### Rows from a dataset

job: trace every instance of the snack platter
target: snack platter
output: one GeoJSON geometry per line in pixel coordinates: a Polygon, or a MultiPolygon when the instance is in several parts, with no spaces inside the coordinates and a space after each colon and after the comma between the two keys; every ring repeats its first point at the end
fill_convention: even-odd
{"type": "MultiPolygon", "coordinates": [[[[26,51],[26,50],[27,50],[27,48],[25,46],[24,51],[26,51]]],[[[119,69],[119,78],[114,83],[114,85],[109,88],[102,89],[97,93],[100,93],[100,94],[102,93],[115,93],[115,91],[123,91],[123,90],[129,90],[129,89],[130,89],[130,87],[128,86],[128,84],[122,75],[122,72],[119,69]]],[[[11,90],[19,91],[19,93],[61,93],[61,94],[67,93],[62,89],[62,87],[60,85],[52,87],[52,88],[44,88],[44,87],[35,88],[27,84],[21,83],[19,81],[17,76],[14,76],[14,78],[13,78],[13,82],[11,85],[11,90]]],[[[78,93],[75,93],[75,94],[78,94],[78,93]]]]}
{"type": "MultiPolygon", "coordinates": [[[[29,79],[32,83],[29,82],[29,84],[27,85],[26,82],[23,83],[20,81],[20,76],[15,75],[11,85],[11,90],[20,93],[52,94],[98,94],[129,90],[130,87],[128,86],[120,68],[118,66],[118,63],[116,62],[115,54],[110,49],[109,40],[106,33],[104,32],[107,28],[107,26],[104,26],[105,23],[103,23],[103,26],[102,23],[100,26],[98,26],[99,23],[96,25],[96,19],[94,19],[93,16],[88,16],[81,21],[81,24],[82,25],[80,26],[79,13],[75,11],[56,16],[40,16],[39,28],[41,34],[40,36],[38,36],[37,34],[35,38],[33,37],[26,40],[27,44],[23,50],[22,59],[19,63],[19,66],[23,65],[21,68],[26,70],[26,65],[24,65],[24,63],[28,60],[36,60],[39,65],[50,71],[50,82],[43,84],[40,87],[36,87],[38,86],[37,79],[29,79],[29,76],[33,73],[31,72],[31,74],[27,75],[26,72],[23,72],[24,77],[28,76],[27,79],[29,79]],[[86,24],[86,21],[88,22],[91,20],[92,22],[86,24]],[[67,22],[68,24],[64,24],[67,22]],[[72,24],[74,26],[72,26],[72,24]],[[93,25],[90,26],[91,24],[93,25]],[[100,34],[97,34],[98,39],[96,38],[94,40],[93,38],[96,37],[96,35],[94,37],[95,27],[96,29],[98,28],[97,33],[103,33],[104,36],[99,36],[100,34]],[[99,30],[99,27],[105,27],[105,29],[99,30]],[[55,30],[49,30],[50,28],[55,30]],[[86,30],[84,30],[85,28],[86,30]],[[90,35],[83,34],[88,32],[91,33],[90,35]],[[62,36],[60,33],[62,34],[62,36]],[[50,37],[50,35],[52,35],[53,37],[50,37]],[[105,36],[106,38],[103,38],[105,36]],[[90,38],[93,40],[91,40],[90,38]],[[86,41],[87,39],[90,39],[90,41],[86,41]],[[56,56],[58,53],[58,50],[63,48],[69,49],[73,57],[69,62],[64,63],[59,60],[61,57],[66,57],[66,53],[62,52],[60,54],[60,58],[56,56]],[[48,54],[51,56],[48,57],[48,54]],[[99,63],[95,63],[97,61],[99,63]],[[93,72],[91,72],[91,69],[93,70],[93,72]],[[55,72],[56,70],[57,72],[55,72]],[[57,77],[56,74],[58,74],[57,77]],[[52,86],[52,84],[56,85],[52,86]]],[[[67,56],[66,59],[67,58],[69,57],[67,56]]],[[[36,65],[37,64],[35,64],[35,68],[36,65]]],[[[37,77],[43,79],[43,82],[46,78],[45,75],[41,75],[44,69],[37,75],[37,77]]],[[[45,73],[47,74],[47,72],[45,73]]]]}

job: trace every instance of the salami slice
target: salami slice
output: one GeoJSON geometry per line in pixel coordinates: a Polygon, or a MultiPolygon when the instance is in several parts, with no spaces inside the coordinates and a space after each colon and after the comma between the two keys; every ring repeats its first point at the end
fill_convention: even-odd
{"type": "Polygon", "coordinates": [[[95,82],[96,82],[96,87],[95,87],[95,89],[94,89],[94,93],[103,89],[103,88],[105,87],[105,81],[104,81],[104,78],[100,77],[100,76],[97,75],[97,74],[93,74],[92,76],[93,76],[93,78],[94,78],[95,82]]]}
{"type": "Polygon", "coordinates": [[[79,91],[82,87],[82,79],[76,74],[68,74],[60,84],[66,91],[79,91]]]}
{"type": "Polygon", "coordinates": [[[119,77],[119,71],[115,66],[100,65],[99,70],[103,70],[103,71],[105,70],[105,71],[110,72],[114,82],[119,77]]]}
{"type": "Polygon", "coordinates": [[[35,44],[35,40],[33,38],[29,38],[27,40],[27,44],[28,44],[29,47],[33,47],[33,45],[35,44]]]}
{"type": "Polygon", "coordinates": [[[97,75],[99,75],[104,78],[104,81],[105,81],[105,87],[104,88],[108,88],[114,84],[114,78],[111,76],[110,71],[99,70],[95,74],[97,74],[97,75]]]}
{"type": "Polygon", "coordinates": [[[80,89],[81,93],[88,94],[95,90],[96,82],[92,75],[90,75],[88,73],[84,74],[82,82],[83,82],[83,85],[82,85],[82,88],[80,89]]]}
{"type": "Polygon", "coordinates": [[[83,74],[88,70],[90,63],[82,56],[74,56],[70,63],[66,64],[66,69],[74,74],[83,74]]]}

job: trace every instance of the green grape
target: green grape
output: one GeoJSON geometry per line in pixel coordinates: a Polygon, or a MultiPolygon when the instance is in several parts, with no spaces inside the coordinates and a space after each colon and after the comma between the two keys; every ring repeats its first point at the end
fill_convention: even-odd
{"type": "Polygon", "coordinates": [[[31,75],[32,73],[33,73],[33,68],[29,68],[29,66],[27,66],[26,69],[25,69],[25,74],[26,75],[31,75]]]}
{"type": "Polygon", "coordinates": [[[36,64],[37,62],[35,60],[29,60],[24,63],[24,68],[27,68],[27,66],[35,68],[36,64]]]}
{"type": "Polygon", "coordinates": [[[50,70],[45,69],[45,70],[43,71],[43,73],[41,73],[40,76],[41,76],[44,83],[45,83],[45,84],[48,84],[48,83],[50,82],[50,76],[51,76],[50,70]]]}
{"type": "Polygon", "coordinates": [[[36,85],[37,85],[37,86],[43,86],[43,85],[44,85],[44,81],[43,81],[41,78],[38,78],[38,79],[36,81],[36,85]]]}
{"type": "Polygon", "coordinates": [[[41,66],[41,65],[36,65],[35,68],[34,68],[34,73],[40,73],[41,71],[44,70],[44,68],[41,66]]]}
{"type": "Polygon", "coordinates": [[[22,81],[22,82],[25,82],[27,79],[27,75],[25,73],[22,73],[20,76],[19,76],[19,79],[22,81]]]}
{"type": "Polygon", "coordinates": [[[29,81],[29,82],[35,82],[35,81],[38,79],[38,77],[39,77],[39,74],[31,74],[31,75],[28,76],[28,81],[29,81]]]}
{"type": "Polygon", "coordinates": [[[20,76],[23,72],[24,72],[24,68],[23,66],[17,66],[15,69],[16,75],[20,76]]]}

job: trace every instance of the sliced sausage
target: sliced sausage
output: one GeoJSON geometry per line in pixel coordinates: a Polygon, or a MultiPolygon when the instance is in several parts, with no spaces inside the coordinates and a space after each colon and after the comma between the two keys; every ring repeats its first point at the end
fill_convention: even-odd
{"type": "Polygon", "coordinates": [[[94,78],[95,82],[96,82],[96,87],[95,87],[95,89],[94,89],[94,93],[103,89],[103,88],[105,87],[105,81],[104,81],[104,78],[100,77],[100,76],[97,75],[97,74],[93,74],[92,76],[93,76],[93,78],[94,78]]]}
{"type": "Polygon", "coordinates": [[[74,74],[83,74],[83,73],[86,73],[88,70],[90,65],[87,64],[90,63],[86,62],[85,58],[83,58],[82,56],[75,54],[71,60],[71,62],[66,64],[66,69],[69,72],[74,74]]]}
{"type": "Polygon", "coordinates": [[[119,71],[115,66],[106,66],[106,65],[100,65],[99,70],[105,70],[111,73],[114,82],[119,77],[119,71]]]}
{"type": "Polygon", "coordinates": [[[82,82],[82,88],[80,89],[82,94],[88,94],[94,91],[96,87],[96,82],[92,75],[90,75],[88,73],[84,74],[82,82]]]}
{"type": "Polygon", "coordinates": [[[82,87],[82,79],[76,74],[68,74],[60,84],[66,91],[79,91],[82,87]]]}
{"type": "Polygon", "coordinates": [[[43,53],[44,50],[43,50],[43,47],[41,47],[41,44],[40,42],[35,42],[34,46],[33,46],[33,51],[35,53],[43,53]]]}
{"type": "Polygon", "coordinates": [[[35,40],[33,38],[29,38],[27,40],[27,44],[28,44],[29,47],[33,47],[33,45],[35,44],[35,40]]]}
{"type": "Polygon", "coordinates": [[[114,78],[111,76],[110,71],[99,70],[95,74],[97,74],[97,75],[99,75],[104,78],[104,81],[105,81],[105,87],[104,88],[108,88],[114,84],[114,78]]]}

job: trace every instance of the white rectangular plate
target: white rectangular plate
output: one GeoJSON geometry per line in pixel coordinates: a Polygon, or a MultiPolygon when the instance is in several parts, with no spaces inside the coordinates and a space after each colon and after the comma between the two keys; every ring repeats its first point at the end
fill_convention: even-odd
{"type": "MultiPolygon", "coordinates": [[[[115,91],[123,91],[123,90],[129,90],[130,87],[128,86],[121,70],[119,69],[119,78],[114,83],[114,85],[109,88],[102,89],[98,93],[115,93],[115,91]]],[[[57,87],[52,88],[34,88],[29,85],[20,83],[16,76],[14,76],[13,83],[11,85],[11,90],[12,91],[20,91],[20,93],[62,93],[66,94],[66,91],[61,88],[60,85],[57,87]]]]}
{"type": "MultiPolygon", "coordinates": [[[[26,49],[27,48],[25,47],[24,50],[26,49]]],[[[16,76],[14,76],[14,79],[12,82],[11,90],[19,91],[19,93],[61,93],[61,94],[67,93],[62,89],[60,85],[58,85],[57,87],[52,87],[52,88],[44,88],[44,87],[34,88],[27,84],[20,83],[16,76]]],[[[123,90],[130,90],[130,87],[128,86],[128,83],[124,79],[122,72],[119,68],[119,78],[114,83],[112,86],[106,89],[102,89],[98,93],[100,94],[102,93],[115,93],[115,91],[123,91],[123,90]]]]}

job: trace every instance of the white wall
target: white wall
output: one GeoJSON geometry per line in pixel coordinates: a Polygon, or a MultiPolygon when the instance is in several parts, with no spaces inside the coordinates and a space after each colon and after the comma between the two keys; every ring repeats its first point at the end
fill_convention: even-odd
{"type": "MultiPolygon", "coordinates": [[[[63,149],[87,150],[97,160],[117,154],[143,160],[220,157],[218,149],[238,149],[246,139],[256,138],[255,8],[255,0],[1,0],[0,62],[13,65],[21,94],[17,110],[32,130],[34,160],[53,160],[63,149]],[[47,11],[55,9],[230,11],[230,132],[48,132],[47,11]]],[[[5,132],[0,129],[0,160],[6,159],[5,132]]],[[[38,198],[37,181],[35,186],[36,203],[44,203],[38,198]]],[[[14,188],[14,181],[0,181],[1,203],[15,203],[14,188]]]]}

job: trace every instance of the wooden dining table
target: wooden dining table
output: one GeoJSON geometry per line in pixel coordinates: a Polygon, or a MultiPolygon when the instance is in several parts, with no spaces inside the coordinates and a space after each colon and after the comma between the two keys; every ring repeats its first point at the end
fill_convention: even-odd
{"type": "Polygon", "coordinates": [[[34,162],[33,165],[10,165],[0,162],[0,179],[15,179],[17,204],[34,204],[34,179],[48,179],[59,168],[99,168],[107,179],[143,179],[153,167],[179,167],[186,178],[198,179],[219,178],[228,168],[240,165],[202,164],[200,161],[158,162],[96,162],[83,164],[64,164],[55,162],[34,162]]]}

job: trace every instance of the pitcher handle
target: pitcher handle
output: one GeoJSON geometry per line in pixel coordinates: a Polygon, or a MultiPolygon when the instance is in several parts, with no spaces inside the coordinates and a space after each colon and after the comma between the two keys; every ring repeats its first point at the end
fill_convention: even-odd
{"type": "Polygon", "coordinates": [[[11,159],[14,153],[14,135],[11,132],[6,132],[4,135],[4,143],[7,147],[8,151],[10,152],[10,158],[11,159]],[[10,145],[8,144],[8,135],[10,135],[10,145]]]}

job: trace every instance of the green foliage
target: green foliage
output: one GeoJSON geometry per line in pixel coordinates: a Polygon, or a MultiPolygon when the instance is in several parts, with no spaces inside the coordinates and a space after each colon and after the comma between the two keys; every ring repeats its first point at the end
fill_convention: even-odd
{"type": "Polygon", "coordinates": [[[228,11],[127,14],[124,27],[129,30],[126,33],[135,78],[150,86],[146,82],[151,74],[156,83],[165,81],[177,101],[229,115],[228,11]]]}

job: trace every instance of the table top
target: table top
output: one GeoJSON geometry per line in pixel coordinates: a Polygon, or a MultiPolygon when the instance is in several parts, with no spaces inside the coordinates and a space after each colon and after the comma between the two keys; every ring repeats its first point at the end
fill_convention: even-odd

### Required task
Repeat only the lines running from the line that contains "job: trace every instance of the table top" through the last line above, inclusive.

### Solution
job: trace every instance of the table top
target: table top
output: one GeoJSON geometry per line in pixel coordinates: a Polygon, or a MultiPolygon when the instance is in several parts, with no spaces inside the coordinates and a space after each colon and after the comma between the two keys; every ring repeats its first point at the end
fill_convention: even-odd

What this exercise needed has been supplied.